— BEGIN TEXT BLOCK —
Before becoming a mother, I thrived on momentum. My days were full, my calendar was color-coded, and my career had its own steady rhythm. I knew how to create, to build, to push forward. I loved the rush of it — the constant hum of progress.


Then my daughter came, and that hum went quiet.


At first, I thought I could simply weave my work around motherhood. Nap times would be my productivity sprints, evenings my creative hours. But the reality was slower and heavier than I expected. Projects sat untouched. Deadlines slipped by. I’d sit at my laptop and feel my mind drift to the sound of baby breaths in the next room.


Motherhood was — and is — an all-consuming shift. I’m still getting back to who I was and am, and learning to accept the new version of that person and what my career will look like now. There are unfinished projects and unfulfilled task lists, and it will all be… eventually. But building stamina in this new version of myself has been the hardest work I’ve ever done — second only to doing my best to be a present mom.
— END TEXT BLOCK —
WRITTEN PROBLEM 1 ->
Decide whether each statement agrees with the passage on motherhood, answering yes or no and quoting the words that settle it: (a) Before becoming a mother, the writer kept a color-coded calendar. (b) Nap times proved to be dependable productivity sprints. (c) The writer has completed every pending project.
WRITTEN PROBLEM 2 ->
Copy the passage on motherhood word for word, starting at "Before becoming a" and ending at "hum went quiet.".
Please draw only on the passage on motherhood for the work that comes next.
— BEGIN DATASET CONTENT —
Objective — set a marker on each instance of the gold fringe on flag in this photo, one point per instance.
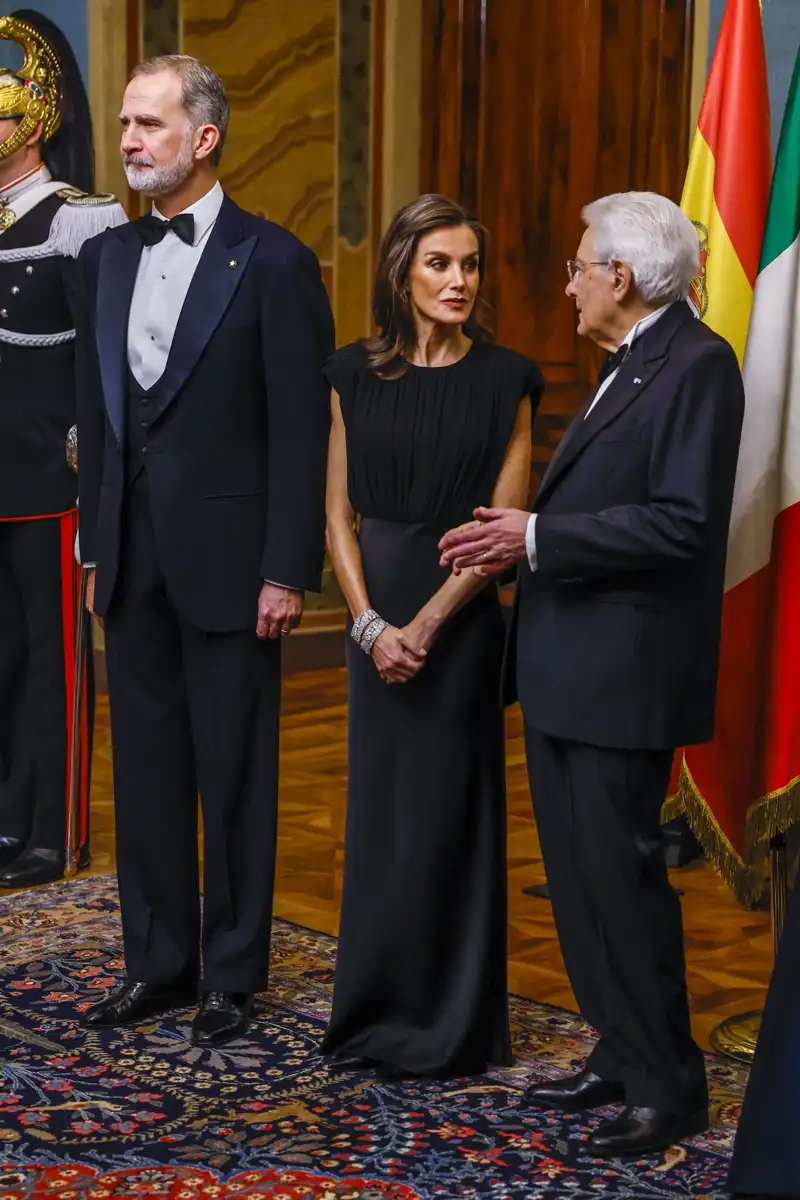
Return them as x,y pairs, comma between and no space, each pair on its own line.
769,816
— END DATASET CONTENT —
WORKED ANSWER 1 ->
(a) Yes: "my calendar was color-coded"
(b) No: "But the reality was slower and heavier than I expected."
(c) No: "There are unfinished projects and unfulfilled task lists"

WORKED ANSWER 2 ->
Before becoming a mother, I thrived on momentum. My days were full, my calendar was color-coded, and my career had its own steady rhythm. I knew how to create, to build, to push forward. I loved the rush of it — the constant hum of progress.


Then my daughter came, and that hum went quiet.